Challenge:
Copy all records verbatim.

Data supplied:
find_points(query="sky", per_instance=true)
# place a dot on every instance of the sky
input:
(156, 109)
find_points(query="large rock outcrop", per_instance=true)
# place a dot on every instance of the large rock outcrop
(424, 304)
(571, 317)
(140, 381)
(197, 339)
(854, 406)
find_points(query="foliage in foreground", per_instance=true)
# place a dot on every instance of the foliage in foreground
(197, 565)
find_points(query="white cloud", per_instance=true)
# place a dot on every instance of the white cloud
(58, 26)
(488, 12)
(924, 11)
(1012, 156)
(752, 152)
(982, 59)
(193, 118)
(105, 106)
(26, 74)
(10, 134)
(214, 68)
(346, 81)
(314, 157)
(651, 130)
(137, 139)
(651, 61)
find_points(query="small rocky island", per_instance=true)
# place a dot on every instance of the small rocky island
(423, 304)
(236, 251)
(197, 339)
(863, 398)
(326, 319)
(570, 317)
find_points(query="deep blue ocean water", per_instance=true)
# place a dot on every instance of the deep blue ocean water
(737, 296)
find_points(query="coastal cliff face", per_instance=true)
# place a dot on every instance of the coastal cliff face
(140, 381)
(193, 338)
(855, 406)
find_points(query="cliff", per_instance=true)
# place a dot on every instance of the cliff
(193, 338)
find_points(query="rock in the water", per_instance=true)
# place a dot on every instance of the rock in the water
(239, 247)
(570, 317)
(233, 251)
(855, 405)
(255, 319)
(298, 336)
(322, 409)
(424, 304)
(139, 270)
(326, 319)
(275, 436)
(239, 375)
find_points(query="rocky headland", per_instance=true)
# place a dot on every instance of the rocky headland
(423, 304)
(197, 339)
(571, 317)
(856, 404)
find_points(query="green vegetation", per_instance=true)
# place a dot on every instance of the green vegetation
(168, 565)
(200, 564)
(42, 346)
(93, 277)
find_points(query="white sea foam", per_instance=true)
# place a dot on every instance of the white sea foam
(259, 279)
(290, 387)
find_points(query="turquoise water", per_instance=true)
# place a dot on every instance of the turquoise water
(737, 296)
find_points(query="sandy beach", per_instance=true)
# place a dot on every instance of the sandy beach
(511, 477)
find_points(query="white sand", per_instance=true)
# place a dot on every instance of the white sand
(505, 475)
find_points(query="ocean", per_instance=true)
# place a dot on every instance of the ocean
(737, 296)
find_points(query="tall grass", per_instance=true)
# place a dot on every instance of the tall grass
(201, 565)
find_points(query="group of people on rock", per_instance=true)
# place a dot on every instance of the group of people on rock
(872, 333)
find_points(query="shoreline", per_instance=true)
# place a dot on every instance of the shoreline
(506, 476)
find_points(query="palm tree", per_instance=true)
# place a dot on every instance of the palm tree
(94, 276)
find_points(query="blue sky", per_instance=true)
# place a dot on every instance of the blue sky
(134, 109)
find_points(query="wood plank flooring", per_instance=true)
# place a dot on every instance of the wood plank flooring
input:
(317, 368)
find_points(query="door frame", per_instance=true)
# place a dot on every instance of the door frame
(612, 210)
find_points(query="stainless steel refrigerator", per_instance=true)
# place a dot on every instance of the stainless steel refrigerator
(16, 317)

Response:
find_points(query="sky", per_instance=true)
# place a dot on every instance of the sky
input:
(156, 109)
find_points(query="large rock outcrop", per_instance=true)
# place a dot on every instance of the large rock outcrop
(424, 304)
(571, 317)
(140, 381)
(197, 339)
(854, 406)
find_points(query="foliage in foreground", per_instance=true)
# place a dot on every instance of the foliage in foreground
(197, 565)
find_points(query="white cloud", per_instance=true)
# place a dot on every instance of the white cloud
(58, 26)
(488, 12)
(924, 11)
(1012, 156)
(752, 152)
(982, 59)
(193, 118)
(105, 106)
(26, 74)
(10, 134)
(214, 68)
(346, 81)
(314, 157)
(651, 130)
(137, 139)
(651, 61)
find_points(query="small rocky island", per_instance=true)
# place a dot on every instance of the small rocky island
(423, 304)
(236, 251)
(197, 339)
(863, 398)
(326, 319)
(570, 317)
find_points(query="deep blue ocean water", per_instance=true)
# place a dot on every instance of the deep blue ocean water
(737, 296)
find_points(query="coastal cliff face", per_instance=true)
# place a dot on every instance of the coastal cliff face
(140, 381)
(193, 338)
(855, 406)
find_points(query="cliff", per_instance=true)
# place a dot on every instance of the cliff
(193, 338)
find_points(query="rock in the water", per_instance=true)
# place a dot on every instance of the rock in the water
(239, 247)
(570, 317)
(233, 251)
(855, 405)
(255, 319)
(298, 336)
(322, 409)
(424, 304)
(139, 270)
(326, 319)
(275, 436)
(239, 375)
find_points(query="rocky headland", per_instance=true)
# place a dot on every instance of the rocky headland
(423, 304)
(197, 339)
(571, 317)
(856, 404)
find_points(query="green vegetation", per_instance=true)
# place a dot on every instance of the green vegetation
(168, 565)
(200, 564)
(42, 346)
(93, 277)
find_points(query="white sea foam", per_instance=true)
# place a dot on every instance of the white sea foam
(259, 279)
(290, 387)
find_points(query="turquoise water", per_instance=true)
# place a dot on every instance of the turquoise water
(737, 296)
find_points(query="sandy beach", per_instance=true)
# place a dot on every instance of the sandy beach
(511, 477)
find_points(query="white sand", per_instance=true)
# place a dot on every instance of the white sand
(505, 475)
find_points(query="ocean", per_instance=true)
# place a dot on every instance of the ocean
(737, 296)
find_points(query="tall grass", per_instance=true)
# place a dot on every instance of the tall grass
(201, 565)
find_points(query="group of people on rock", per_instance=true)
# place a dot on every instance of the group of people on rock
(872, 333)
find_points(query="shoreline", per_instance=true)
# place a dot on every instance of the shoreline
(506, 476)
find_points(query="palm tree", per_instance=true)
# place a dot on every instance of the palm tree
(94, 276)
find_points(query="blue sky", per_instance=true)
# place a dot on every instance of the blue sky
(134, 109)
find_points(query="wood plank flooring", per_instance=true)
# place a dot on every instance of the wood plank flooring
input:
(317, 368)
find_points(query="door frame", per_instance=true)
# place a dot on every instance of the door frame
(612, 210)
find_points(query="stainless steel refrigerator", per_instance=true)
# place a dot on every instance of the stainless steel refrigerator
(16, 317)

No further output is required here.